Point-per-instance localization data
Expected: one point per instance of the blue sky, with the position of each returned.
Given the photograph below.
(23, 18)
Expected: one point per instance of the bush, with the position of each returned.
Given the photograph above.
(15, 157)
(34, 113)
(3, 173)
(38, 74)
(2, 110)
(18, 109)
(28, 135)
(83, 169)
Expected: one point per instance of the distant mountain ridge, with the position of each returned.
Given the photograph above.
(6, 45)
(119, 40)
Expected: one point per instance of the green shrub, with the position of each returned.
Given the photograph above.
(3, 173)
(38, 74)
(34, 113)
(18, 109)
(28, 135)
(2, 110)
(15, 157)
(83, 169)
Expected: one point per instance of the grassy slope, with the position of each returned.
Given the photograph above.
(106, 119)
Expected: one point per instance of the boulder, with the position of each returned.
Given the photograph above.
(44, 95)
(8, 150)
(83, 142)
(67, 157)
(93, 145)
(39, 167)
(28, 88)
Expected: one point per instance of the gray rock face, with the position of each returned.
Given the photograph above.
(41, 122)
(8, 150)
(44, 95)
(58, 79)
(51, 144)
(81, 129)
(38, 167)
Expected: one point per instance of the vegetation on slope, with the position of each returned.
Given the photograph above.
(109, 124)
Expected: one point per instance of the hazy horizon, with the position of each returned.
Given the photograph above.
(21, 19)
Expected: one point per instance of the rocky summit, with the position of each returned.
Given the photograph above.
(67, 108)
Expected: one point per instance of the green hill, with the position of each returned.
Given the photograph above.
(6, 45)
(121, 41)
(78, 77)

Work required =>
Each record above should be retyped in full, exactly as shown.

Response to the task =>
Expected: one point per instance of the blue sky, with the position of each returned.
Given the photograph below.
(23, 18)
Expected: one point per instance of the bush, with the position of each returned.
Given the photograph above.
(15, 157)
(34, 113)
(3, 173)
(38, 74)
(2, 110)
(18, 109)
(28, 135)
(83, 169)
Expected: one point per instance of the distant mountain ridge, with the position of each returned.
Given the photograph above.
(6, 45)
(119, 40)
Expected: one point per instance of the green shrub, with the position of each returned.
Given the photograph above.
(3, 173)
(38, 74)
(34, 113)
(18, 109)
(28, 135)
(2, 110)
(15, 157)
(83, 169)
Expected: one point per instance of the grassy slope, with the position of each returned.
Given the photograph above.
(106, 119)
Expected: one point per instance of the boulder, with the position of each returned.
Given the photograph above.
(44, 95)
(8, 150)
(83, 142)
(67, 157)
(93, 145)
(39, 167)
(28, 88)
Expected: one point per instance of the gray rock face, with the position of each returned.
Given the photograph above.
(41, 122)
(8, 150)
(44, 95)
(58, 79)
(51, 144)
(81, 129)
(38, 167)
Expected: one point per instance of the vegetation on slope, with the position of each returned.
Given the photograph above.
(109, 124)
Expected: one point per instance of the hazy horizon, with the position of each returned.
Given the photograph above.
(21, 19)
Expected: one point per instance of the rocky summit, with the position of each returned.
Given the photograph above.
(67, 108)
Expected: one point per instance of the green hill, with the position of each returned.
Given the photograph above.
(6, 45)
(121, 41)
(78, 77)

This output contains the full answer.